-- Enunciado do exercício --
Você pode redigitar sem nenhuma alteração o trecho do texto sobre economia e saúde que vai de "De modo que" até "específico –,  ...", inclusive?

Acontece que, em razão de estarem tão absortas pelo ritmo frenético do cotidiano e suas obrigações, as pessoas acabam não estabelecendo uma conexão sobre os fatos que permeiam a sua realidade e só se dão conta, quando a situação colapsa efetivamente. Entretanto, a Economia e a Saúde são dois elementos estruturais da sociedade que caminham simultaneamente juntos.

De modo que as perturbações no campo econômico, no país, refletem diretamente no campo da saúde, ou seja, pode haver restrições orçamentárias para a manutenção dos serviços públicos de saúde, pode haver uma sobrecarga no SUS decorrente de um contingente de pessoas que perderam o trabalho e a possibilidade de um plano de saúde privada, pode haver cortes nos programas de apoio médico-hospitalar – medicação gratuita, mutirões de cirurgias, serviços de reabilitação física –, pode haver mais dependência dos serviços do Instituto Nacional do Seguro Social (INSS) pela demora de algum atendimento que tenha impactado a saúde do cidadão – uma cirurgia, um tratamento específico –,  ...

(Dados de ancoragem de objetos em linguagem natural)
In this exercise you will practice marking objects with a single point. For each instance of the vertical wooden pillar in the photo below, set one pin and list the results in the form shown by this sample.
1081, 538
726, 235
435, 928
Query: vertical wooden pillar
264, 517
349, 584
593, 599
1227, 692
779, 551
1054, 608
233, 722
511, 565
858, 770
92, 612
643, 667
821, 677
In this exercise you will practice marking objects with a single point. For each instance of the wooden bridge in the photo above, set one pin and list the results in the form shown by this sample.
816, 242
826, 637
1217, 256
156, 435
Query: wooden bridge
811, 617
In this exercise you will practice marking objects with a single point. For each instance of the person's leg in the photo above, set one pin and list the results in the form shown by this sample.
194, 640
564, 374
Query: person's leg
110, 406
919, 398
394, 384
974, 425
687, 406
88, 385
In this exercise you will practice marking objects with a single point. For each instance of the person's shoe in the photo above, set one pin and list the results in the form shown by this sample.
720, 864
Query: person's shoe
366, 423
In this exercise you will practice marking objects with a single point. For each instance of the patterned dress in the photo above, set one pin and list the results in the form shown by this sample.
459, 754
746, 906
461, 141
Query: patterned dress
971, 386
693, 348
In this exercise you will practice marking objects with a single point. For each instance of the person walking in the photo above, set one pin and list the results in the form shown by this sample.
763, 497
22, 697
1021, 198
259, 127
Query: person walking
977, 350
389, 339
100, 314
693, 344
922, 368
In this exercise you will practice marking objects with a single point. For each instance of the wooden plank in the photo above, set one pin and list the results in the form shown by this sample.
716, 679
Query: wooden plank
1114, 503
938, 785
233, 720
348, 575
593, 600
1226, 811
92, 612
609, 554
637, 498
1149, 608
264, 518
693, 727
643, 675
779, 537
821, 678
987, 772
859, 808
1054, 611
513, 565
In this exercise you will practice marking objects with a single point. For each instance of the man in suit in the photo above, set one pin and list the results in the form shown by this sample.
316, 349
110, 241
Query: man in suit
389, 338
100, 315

-- Resposta do exercício --
De modo que as perturbações no campo econômico, no país, refletem diretamente no campo da saúde, ou seja, pode haver restrições orçamentárias para a manutenção dos serviços públicos de saúde, pode haver uma sobrecarga no SUS decorrente de um contingente de pessoas que perderam o trabalho e a possibilidade de um plano de saúde privada, pode haver cortes nos programas de apoio médico-hospitalar – medicação gratuita, mutirões de cirurgias, serviços de reabilitação física –, pode haver mais dependência dos serviços do Instituto Nacional do Seguro Social (INSS) pela demora de algum atendimento que tenha impactado a saúde do cidadão – uma cirurgia, um tratamento específico –,  ...